Location labeling records
- - -
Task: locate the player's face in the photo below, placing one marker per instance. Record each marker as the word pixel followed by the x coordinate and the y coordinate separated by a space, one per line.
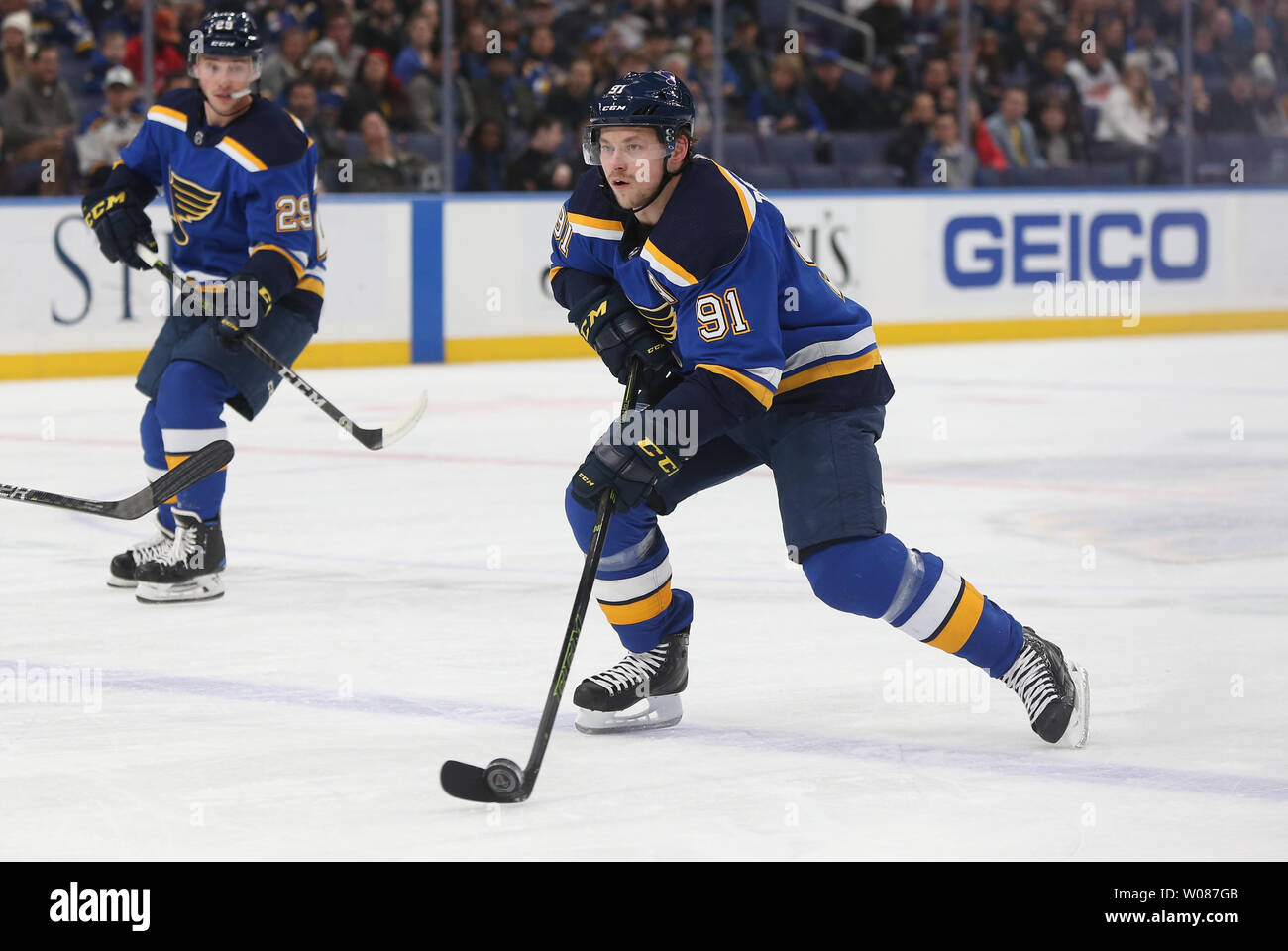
pixel 220 77
pixel 632 159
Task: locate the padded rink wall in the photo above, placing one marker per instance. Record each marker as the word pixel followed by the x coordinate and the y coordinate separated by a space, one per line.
pixel 428 278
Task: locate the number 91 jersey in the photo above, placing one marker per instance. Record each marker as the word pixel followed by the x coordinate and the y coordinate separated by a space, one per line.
pixel 722 278
pixel 236 192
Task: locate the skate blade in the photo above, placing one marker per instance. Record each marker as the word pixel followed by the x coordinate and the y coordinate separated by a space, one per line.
pixel 1076 733
pixel 205 587
pixel 651 713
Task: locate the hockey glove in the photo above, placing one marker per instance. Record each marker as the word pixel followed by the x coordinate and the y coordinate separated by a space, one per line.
pixel 609 322
pixel 629 466
pixel 119 223
pixel 245 302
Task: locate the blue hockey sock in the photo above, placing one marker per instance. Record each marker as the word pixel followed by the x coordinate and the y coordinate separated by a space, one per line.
pixel 189 411
pixel 634 579
pixel 918 594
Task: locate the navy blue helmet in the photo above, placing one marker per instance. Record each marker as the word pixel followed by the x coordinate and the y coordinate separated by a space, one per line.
pixel 228 34
pixel 656 99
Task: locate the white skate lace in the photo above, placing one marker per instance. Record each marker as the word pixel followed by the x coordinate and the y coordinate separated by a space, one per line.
pixel 1030 678
pixel 631 669
pixel 183 545
pixel 153 549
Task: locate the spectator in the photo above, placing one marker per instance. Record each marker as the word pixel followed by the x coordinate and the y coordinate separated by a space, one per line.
pixel 945 159
pixel 906 147
pixel 1128 127
pixel 1014 133
pixel 301 101
pixel 748 63
pixel 380 27
pixel 1112 42
pixel 836 102
pixel 286 63
pixel 1094 76
pixel 934 76
pixel 1151 55
pixel 419 52
pixel 657 43
pixel 593 50
pixel 424 98
pixel 481 165
pixel 166 56
pixel 110 129
pixel 541 167
pixel 702 65
pixel 476 54
pixel 39 116
pixel 997 14
pixel 1205 58
pixel 1060 147
pixel 16 51
pixel 376 90
pixel 1229 48
pixel 1022 53
pixel 128 18
pixel 785 107
pixel 502 95
pixel 275 18
pixel 887 22
pixel 108 53
pixel 384 167
pixel 1054 86
pixel 1265 62
pixel 571 102
pixel 323 72
pixel 540 69
pixel 348 54
pixel 991 158
pixel 1233 108
pixel 923 25
pixel 1267 108
pixel 883 103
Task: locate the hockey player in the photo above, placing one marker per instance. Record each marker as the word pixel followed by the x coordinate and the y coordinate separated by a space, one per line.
pixel 239 176
pixel 664 256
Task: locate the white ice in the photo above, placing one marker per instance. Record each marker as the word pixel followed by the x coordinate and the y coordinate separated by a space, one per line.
pixel 386 611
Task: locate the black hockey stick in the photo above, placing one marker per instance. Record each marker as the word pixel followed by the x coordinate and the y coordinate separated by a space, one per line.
pixel 502 781
pixel 209 459
pixel 372 438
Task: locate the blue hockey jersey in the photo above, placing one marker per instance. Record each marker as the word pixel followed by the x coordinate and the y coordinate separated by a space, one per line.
pixel 243 197
pixel 720 276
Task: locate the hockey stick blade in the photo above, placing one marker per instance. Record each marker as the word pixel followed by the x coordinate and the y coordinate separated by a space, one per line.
pixel 206 461
pixel 469 783
pixel 372 438
pixel 386 436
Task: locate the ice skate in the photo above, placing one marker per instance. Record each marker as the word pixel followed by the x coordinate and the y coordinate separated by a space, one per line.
pixel 121 571
pixel 639 692
pixel 1055 692
pixel 189 570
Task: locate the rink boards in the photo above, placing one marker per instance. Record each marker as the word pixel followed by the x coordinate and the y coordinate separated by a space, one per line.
pixel 426 278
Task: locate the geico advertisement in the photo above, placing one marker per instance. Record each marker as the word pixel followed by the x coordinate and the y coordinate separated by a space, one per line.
pixel 496 261
pixel 1172 247
pixel 60 295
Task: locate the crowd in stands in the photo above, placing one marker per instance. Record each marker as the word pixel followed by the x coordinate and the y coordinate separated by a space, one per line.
pixel 1054 85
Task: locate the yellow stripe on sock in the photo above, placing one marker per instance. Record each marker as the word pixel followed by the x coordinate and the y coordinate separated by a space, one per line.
pixel 958 628
pixel 643 609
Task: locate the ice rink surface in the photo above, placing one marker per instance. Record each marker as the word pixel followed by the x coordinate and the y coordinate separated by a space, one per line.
pixel 386 611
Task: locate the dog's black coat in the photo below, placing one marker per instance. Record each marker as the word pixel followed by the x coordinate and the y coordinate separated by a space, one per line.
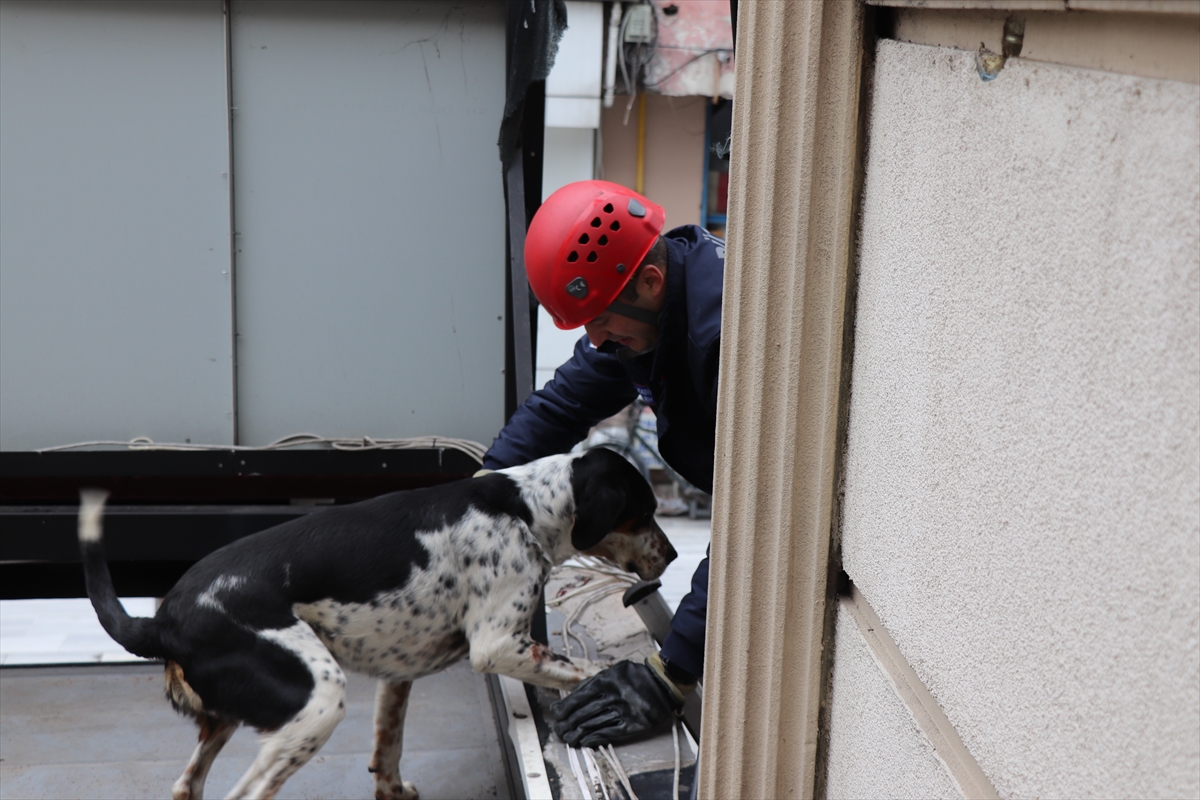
pixel 399 587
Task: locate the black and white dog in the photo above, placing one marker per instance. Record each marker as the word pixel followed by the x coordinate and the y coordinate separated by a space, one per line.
pixel 399 587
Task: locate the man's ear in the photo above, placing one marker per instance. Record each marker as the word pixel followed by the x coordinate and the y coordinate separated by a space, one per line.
pixel 595 516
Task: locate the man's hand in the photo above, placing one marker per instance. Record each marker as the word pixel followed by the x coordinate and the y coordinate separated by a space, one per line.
pixel 621 703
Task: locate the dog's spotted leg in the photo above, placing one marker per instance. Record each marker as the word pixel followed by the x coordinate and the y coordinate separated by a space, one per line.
pixel 214 735
pixel 519 656
pixel 391 703
pixel 289 747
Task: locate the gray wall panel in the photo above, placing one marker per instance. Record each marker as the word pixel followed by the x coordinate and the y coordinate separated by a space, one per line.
pixel 371 218
pixel 114 223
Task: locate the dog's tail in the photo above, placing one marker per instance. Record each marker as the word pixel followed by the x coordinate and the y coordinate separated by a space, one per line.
pixel 138 635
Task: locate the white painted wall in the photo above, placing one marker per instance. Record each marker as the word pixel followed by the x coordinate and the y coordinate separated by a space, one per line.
pixel 1023 474
pixel 569 156
pixel 573 115
pixel 573 88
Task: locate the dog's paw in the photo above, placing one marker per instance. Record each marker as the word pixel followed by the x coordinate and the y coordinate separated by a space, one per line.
pixel 588 667
pixel 396 791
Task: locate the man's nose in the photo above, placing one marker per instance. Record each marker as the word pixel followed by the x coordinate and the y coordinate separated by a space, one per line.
pixel 595 335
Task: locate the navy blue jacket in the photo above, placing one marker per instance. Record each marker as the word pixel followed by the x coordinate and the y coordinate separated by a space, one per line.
pixel 677 380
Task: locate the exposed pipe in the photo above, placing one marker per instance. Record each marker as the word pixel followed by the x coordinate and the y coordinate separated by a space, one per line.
- - -
Brief:
Each entry shown above must be quoted exactly, with its pictures left out.

Response to this exercise:
Task: locate the player's face in the photo below, placing one marker per instance. Record each marker as the word pixel followed by the x coordinate and the y coordinate separated by a space, one per line.
pixel 220 77
pixel 632 159
Task: locate the padded rink wall in the photo above, placing one marker per instance. Record each marker as the word pixel followed by the x coordinate and the y coordinate separated by a space, one per line.
pixel 428 278
Task: locate the number 91 jersey in the photo above, placing one marker per instance. Record each marker as the word pixel followed by the x coordinate and the y coordinate separated by a space, one per line.
pixel 722 278
pixel 236 192
Task: locate the skate blade in the photo above, placing one marker per instance. Record each marker as the word pixel followed by the x coordinate and the y coordinate separated by a space, one per line.
pixel 1076 733
pixel 205 587
pixel 651 713
Task: locate the hockey glove in the photo above, placing one marker per instance. Record each marker as the word pixel followed by the x coordinate and the y coordinate separated by a space, one per line.
pixel 609 322
pixel 629 466
pixel 119 223
pixel 245 302
Task: locate the blue hockey sock in the photo above, placing one marker per instance. Record each marker as the word pixel followed by the x coordinate and the y coordinate separated by a space, one per line.
pixel 189 411
pixel 634 579
pixel 918 594
Task: locate the navy blue helmet in the photo above, placing one marker per instance. Record each marker as the word pixel followed by the x coordinate and the y coordinate separated by a space, one per line.
pixel 228 34
pixel 656 99
Task: locate the white skate lace in the photo above, placing one marker per instance. Record each marker as the word pixel followed by the x coordinate and the y coordinate separated by a space, one per line.
pixel 1030 678
pixel 631 669
pixel 183 545
pixel 153 549
Task: locate the spectator in the photo above, placing one marker per instance. Record each marker as the word pixel followed by the x coordinate and the y coordinate separated by a space, one per line.
pixel 945 159
pixel 906 147
pixel 1128 127
pixel 1014 133
pixel 301 101
pixel 748 63
pixel 380 27
pixel 1112 42
pixel 836 102
pixel 286 63
pixel 1094 76
pixel 934 76
pixel 1151 55
pixel 419 52
pixel 657 43
pixel 593 50
pixel 424 98
pixel 481 165
pixel 166 56
pixel 110 129
pixel 541 167
pixel 702 65
pixel 476 54
pixel 39 116
pixel 997 14
pixel 1205 58
pixel 1060 147
pixel 16 51
pixel 376 90
pixel 1229 48
pixel 1022 53
pixel 128 18
pixel 785 107
pixel 502 95
pixel 275 18
pixel 887 22
pixel 108 53
pixel 384 167
pixel 1054 86
pixel 1265 62
pixel 571 102
pixel 323 72
pixel 540 69
pixel 348 54
pixel 991 158
pixel 1233 108
pixel 923 25
pixel 1267 108
pixel 883 103
Task: locate the hockey player in the photo above, placing one marker per instance. Record each marker as the word pixel followed by the x coordinate and the y coordinate separated by a space, one per line.
pixel 239 176
pixel 664 256
Task: locate the white ice in the photo above, placing one marker per instance. Record each marker as the word pixel followed by the x coordinate and the y coordinate separated by a space, one per line.
pixel 386 611
Task: locate the black hockey stick in the photo above, placing one marker per instance. Record each marker as the word pixel followed by the x coordinate and the y coordinate separated by a space, one per line.
pixel 502 781
pixel 209 459
pixel 372 438
Task: locate the blue hockey jersey in the photo above, placing one marker per instance. Record each marker as the word pixel followed by the x coordinate and the y coordinate separated by a space, one per line.
pixel 243 197
pixel 720 276
Task: locate the hockey stick blade in the photo above, placing one marker per instance. Record each marker as the word pixel followed by the x coordinate and the y coordinate separated by a space, one per line.
pixel 206 461
pixel 469 783
pixel 372 438
pixel 386 436
Task: locate the ice skate in the photo above, placing one marker per instance. Record each marker as the word pixel followed by the x coordinate and the y coordinate separated by a space, one per line.
pixel 121 571
pixel 639 692
pixel 1055 692
pixel 189 570
Task: locate the rink boards in the photo above, placing one marker per instance. Record each marker as the word pixel followed by the x coordinate and the y coordinate separated by a space, one per line.
pixel 426 278
Task: locate the geico advertisement in the photo above, placing one marker per instance. Record each marker as the word pixel followed by the x coordinate and the y coordinate separated by a space, one per line.
pixel 496 261
pixel 1172 247
pixel 60 295
Task: locate the crowd in stands in the photo above, placing one marker per instance. Record each marker as the word pixel followed by the x coordinate and the y coordinate separated by a space, one per line.
pixel 1054 85
Task: locate the yellow stripe on sock in the photo above, placing one marker per instance. Record each marker as the word pixel followed by the x coordinate and the y coordinate separated by a space, one per line.
pixel 958 628
pixel 643 609
Task: locate the ice rink surface in the photo above, placing one marker per instance. Record each marker as the word pixel followed by the x coordinate and the y coordinate separated by a space, one per line.
pixel 386 611
Task: locate the dog's black coat in the photo below, placing one marker per instance. Record each marker as the word pixel followed by the x coordinate and the y coordinate separated by a space, one per line.
pixel 399 587
Task: locate the black and white dog in the photo above, placing one marker per instance. Record each marker as the word pixel followed by the x coordinate and the y coordinate separated by a space, one per line.
pixel 399 587
Task: locate the man's ear in the photo above, placing one marker per instance. Record each marker as the word pixel followed by the x coordinate and the y coordinate separated by a space, one per line.
pixel 595 516
Task: locate the man's hand in the photo above, placing one marker per instance. Record each marker as the word pixel followed by the x coordinate and the y coordinate separated by a space, one per line.
pixel 621 703
Task: locate the dog's spotted leg in the photo above, placing one marker per instance. Record each marker as the word pixel followed by the x coordinate and the y coordinate separated by a space, one per line.
pixel 214 735
pixel 519 656
pixel 391 703
pixel 289 747
Task: locate the gray wall panel in the photo above, placing one marker per instance. Record each marker as the word pixel followed by the x coordinate and the y coordinate separated by a space, one per line.
pixel 371 218
pixel 114 223
Task: locate the dog's tail in the photo above, placing one marker per instance. Record each marker as the word pixel followed by the x coordinate and the y coordinate separated by a space, one per line.
pixel 138 635
Task: locate the white painted wall in the photo above, placing one marker per instance. Record each marker as the word pixel followed by the x coordinate and the y coordinate separated by a space, one per line.
pixel 1023 474
pixel 569 156
pixel 573 115
pixel 573 88
Task: locate the dog's paw in the photo above, placing one marker per instance. Record each marker as the word pixel followed by the x coordinate and the y coordinate separated by a space, one per line.
pixel 588 667
pixel 396 791
Task: locate the man's nose in the photo above, placing one marker per instance. Record each marker as the word pixel followed by the x coordinate and the y coordinate separated by a space, one per line.
pixel 595 335
Task: locate the navy blue jacket in the photo above, placing one marker per instance. Record each marker as the word pixel followed by the x coordinate and the y coordinate separated by a space, one per line.
pixel 677 380
Task: locate the exposed pipe in the photo above, placing one marker per instance. Record each marker as the word pixel followed by the x coordinate and the y coordinate separated by a space, one per line.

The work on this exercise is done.